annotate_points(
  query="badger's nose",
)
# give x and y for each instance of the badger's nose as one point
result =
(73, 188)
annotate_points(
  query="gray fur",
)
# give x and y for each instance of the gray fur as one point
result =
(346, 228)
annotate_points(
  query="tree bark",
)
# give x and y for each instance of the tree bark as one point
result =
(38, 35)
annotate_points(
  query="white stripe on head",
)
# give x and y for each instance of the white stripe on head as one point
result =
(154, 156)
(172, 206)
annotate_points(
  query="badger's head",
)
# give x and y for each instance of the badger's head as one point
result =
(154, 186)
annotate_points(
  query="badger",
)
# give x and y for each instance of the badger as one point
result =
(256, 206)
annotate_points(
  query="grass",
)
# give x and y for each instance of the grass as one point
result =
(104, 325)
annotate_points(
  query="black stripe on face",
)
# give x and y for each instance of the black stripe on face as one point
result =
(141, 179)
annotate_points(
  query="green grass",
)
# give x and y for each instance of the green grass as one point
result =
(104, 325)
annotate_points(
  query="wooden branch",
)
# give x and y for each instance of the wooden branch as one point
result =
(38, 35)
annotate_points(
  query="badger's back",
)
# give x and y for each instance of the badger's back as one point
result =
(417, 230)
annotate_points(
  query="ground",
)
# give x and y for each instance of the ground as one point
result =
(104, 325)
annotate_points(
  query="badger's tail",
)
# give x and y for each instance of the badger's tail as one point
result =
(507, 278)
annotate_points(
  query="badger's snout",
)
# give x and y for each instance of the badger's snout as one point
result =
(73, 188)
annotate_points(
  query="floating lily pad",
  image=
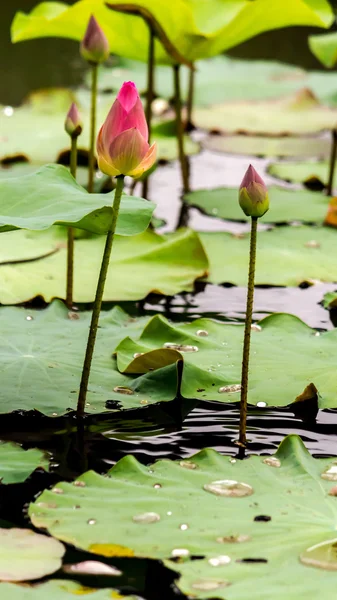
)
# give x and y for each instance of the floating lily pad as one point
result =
(25, 555)
(330, 300)
(36, 129)
(324, 47)
(272, 509)
(285, 205)
(301, 113)
(42, 358)
(286, 357)
(147, 263)
(301, 172)
(245, 80)
(285, 256)
(196, 29)
(17, 464)
(58, 590)
(297, 147)
(51, 196)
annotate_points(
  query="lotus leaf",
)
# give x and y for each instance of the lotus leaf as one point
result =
(324, 48)
(268, 509)
(26, 555)
(285, 205)
(40, 123)
(42, 356)
(34, 264)
(191, 26)
(17, 464)
(212, 356)
(51, 196)
(285, 256)
(301, 113)
(299, 147)
(301, 172)
(58, 589)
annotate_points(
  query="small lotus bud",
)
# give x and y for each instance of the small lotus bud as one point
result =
(73, 123)
(253, 195)
(94, 46)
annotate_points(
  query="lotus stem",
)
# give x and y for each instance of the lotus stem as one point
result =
(99, 297)
(70, 243)
(180, 129)
(190, 99)
(149, 97)
(92, 159)
(333, 157)
(246, 341)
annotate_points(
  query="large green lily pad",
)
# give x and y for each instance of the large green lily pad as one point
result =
(301, 113)
(196, 29)
(285, 205)
(324, 47)
(286, 357)
(17, 464)
(290, 147)
(36, 129)
(25, 555)
(272, 509)
(146, 263)
(51, 196)
(301, 172)
(42, 355)
(285, 256)
(58, 589)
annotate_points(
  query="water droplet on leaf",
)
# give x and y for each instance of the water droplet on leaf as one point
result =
(181, 347)
(229, 488)
(321, 556)
(230, 389)
(219, 560)
(146, 518)
(120, 389)
(272, 461)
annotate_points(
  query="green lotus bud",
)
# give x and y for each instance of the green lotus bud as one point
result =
(73, 122)
(94, 46)
(253, 195)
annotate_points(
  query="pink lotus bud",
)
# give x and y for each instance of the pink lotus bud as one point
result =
(94, 46)
(73, 122)
(253, 196)
(122, 143)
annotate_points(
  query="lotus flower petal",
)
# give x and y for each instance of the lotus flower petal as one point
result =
(147, 162)
(127, 150)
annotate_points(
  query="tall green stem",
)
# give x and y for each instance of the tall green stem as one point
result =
(180, 129)
(92, 159)
(246, 341)
(333, 157)
(70, 243)
(149, 96)
(99, 297)
(190, 98)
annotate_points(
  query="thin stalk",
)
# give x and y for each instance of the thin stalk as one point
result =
(246, 341)
(333, 157)
(180, 129)
(70, 242)
(98, 298)
(94, 74)
(190, 98)
(149, 97)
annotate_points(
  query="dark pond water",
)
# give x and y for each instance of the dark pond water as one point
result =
(175, 430)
*****
### What is expected
Return each line of the listing above that contains the word "green".

### In response
  query="green grass",
# give x and y for each instance of the green grass as one point
  query="large green lily pad",
# give x and y for each instance of the large green lily pad as one point
  query="green lotus bud",
# give x and y for each instance of the green lotus bud as one point
  query="tall green stem",
# give x and y for each instance of the tall green stem as one point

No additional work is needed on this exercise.